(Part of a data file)

--------------------------------

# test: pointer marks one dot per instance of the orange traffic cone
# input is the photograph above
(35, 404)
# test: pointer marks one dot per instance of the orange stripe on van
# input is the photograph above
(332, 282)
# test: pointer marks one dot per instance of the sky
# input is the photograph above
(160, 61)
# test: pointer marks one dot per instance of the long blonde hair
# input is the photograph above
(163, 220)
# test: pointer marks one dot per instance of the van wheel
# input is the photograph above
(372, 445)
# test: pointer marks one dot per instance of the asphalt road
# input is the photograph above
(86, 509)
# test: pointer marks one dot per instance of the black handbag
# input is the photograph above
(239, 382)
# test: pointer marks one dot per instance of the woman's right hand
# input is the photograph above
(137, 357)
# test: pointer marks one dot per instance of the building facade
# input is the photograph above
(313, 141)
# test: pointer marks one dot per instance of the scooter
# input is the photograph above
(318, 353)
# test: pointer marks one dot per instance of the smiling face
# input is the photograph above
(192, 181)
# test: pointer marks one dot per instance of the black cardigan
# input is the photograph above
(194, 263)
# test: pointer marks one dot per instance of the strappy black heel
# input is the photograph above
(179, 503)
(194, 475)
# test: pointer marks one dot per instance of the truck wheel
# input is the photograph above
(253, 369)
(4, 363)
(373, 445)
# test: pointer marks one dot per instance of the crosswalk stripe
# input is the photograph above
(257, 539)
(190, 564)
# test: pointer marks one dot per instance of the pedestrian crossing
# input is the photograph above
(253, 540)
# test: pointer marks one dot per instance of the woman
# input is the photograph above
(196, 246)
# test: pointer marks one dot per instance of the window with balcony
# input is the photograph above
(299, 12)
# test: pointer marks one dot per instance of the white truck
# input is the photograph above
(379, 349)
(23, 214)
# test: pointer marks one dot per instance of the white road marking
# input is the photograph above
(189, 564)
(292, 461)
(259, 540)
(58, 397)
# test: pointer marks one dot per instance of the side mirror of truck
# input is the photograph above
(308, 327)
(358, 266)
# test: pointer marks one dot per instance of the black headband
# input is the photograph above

--------------------------------

**WHAT THE EXERCISE ASKS**
Rewrite the items from the line with "# test: pointer marks one dot per instance of the crosswalk" through the end of the items, replacing "photograph" with "image" and leaving everything else unchanged.

**SOLVED EXERCISE**
# test: pointer marks one dot per instance of the crosswalk stripe
# input is the image above
(257, 539)
(190, 564)
# test: pointer marks one dot per instance of the pedestrian crossing
# input is the image above
(253, 540)
# test: pointer marks one dot per instance of the woman
# input is the image above
(196, 246)
# test: pointer marks one dot per instance of the window with balcony
# input is the image above
(299, 12)
# test: pointer marks one dot per instance of the white truck
# input is the image above
(379, 349)
(23, 214)
# test: pointer marks one dot per instance of the white road marking
# input is the image above
(189, 564)
(292, 461)
(259, 540)
(58, 397)
# test: pointer marks one dot per instance of the side mirror of truck
# input is the image above
(308, 327)
(358, 266)
# test: pointer marks one dot per instance of the black headband
# input is the image above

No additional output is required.